— start of Records —

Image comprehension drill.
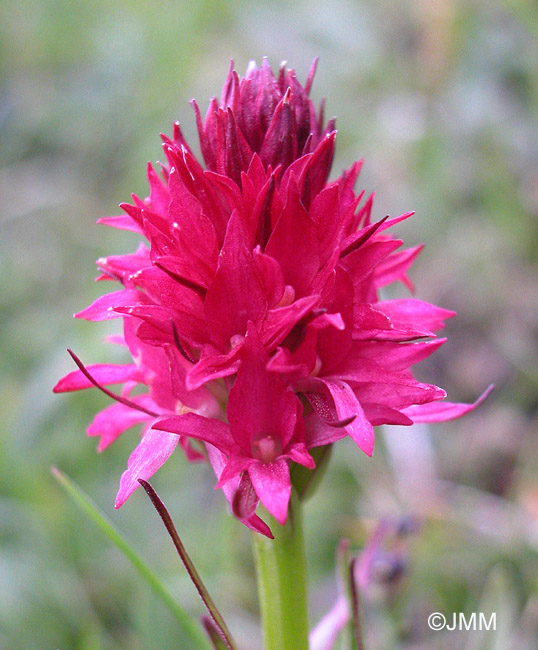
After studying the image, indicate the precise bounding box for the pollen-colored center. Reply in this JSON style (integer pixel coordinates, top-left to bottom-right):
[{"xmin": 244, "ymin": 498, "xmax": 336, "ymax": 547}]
[{"xmin": 251, "ymin": 436, "xmax": 282, "ymax": 463}]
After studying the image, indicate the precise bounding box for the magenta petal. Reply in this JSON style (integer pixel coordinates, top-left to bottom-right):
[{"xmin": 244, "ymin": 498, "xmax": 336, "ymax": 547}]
[
  {"xmin": 248, "ymin": 459, "xmax": 291, "ymax": 526},
  {"xmin": 52, "ymin": 363, "xmax": 139, "ymax": 393},
  {"xmin": 185, "ymin": 343, "xmax": 243, "ymax": 390},
  {"xmin": 152, "ymin": 413, "xmax": 234, "ymax": 454},
  {"xmin": 304, "ymin": 378, "xmax": 374, "ymax": 456},
  {"xmin": 402, "ymin": 384, "xmax": 494, "ymax": 422},
  {"xmin": 114, "ymin": 429, "xmax": 179, "ymax": 508},
  {"xmin": 205, "ymin": 211, "xmax": 267, "ymax": 350},
  {"xmin": 75, "ymin": 289, "xmax": 142, "ymax": 321},
  {"xmin": 372, "ymin": 298, "xmax": 456, "ymax": 330},
  {"xmin": 206, "ymin": 445, "xmax": 273, "ymax": 539}
]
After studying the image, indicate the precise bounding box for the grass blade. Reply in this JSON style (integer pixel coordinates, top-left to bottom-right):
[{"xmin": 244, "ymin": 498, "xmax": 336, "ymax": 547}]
[{"xmin": 51, "ymin": 467, "xmax": 210, "ymax": 650}]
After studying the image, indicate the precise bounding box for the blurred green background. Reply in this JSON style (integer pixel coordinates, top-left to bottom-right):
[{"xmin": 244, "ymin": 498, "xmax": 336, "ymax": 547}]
[{"xmin": 0, "ymin": 0, "xmax": 538, "ymax": 650}]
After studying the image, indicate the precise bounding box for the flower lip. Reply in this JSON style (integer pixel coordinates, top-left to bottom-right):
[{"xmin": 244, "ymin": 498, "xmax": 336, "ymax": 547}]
[{"xmin": 251, "ymin": 434, "xmax": 282, "ymax": 463}]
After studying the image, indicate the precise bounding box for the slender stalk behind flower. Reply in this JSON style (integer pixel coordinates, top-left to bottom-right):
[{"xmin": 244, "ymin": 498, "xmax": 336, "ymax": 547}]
[{"xmin": 54, "ymin": 60, "xmax": 487, "ymax": 648}]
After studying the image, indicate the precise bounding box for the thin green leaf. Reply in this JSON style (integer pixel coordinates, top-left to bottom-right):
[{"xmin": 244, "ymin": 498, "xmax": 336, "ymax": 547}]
[
  {"xmin": 51, "ymin": 467, "xmax": 210, "ymax": 650},
  {"xmin": 349, "ymin": 558, "xmax": 365, "ymax": 650}
]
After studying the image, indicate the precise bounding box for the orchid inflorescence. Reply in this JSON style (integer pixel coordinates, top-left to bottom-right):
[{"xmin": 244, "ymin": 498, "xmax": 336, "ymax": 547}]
[{"xmin": 55, "ymin": 60, "xmax": 490, "ymax": 537}]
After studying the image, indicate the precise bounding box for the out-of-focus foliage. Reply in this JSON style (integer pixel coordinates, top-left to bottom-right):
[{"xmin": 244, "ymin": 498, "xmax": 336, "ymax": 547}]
[{"xmin": 0, "ymin": 0, "xmax": 538, "ymax": 650}]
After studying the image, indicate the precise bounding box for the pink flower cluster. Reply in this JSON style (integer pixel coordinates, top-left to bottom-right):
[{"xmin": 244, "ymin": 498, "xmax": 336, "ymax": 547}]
[{"xmin": 55, "ymin": 60, "xmax": 490, "ymax": 535}]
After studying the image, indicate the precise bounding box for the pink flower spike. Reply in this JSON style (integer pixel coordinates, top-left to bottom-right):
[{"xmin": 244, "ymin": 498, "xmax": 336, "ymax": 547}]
[{"xmin": 54, "ymin": 59, "xmax": 489, "ymax": 536}]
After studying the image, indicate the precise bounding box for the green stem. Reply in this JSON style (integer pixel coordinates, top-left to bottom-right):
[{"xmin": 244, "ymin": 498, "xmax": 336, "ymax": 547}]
[{"xmin": 253, "ymin": 491, "xmax": 308, "ymax": 650}]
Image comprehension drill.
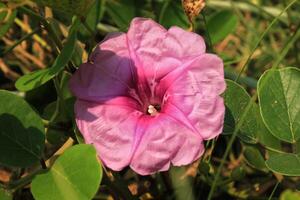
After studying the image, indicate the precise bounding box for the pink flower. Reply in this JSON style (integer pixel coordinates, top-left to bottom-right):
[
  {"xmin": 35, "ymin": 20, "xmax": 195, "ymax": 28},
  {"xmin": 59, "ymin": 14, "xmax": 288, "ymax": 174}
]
[{"xmin": 70, "ymin": 18, "xmax": 225, "ymax": 175}]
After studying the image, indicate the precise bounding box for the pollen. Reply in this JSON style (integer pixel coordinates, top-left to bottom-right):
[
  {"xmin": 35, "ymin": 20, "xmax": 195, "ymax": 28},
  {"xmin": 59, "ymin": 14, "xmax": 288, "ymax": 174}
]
[{"xmin": 147, "ymin": 105, "xmax": 159, "ymax": 116}]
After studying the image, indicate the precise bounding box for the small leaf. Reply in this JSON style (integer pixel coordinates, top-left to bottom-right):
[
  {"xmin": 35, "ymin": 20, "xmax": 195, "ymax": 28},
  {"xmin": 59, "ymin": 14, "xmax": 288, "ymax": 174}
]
[
  {"xmin": 0, "ymin": 3, "xmax": 17, "ymax": 39},
  {"xmin": 279, "ymin": 190, "xmax": 300, "ymax": 200},
  {"xmin": 266, "ymin": 153, "xmax": 300, "ymax": 176},
  {"xmin": 207, "ymin": 10, "xmax": 238, "ymax": 44},
  {"xmin": 258, "ymin": 68, "xmax": 300, "ymax": 143},
  {"xmin": 224, "ymin": 80, "xmax": 259, "ymax": 143},
  {"xmin": 0, "ymin": 90, "xmax": 45, "ymax": 167},
  {"xmin": 15, "ymin": 21, "xmax": 79, "ymax": 91},
  {"xmin": 0, "ymin": 188, "xmax": 13, "ymax": 200},
  {"xmin": 31, "ymin": 144, "xmax": 102, "ymax": 200},
  {"xmin": 244, "ymin": 146, "xmax": 268, "ymax": 171}
]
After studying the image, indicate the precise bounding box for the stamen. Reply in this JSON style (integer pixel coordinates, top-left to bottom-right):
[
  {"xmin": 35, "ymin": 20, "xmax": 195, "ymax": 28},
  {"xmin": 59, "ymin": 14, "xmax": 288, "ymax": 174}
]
[{"xmin": 147, "ymin": 105, "xmax": 159, "ymax": 116}]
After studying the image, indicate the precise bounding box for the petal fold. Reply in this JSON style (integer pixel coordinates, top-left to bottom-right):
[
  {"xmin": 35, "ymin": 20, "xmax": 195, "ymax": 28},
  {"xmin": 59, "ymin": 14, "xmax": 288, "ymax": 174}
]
[
  {"xmin": 75, "ymin": 97, "xmax": 141, "ymax": 171},
  {"xmin": 130, "ymin": 114, "xmax": 204, "ymax": 175},
  {"xmin": 70, "ymin": 33, "xmax": 135, "ymax": 102}
]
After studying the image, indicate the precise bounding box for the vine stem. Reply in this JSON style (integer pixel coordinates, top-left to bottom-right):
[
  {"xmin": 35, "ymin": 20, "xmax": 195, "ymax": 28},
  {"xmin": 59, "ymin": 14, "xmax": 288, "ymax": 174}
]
[
  {"xmin": 207, "ymin": 0, "xmax": 298, "ymax": 200},
  {"xmin": 235, "ymin": 0, "xmax": 298, "ymax": 82},
  {"xmin": 268, "ymin": 181, "xmax": 280, "ymax": 200}
]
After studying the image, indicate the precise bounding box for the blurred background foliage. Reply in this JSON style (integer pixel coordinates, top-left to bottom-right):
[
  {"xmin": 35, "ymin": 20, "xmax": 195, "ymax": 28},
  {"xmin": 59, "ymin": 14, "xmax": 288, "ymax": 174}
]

— end of Records —

### [Work to complete]
Report only the number of lines in the entries above that contain the string "stem". Matching is case-sensitive.

### [Response to this task]
2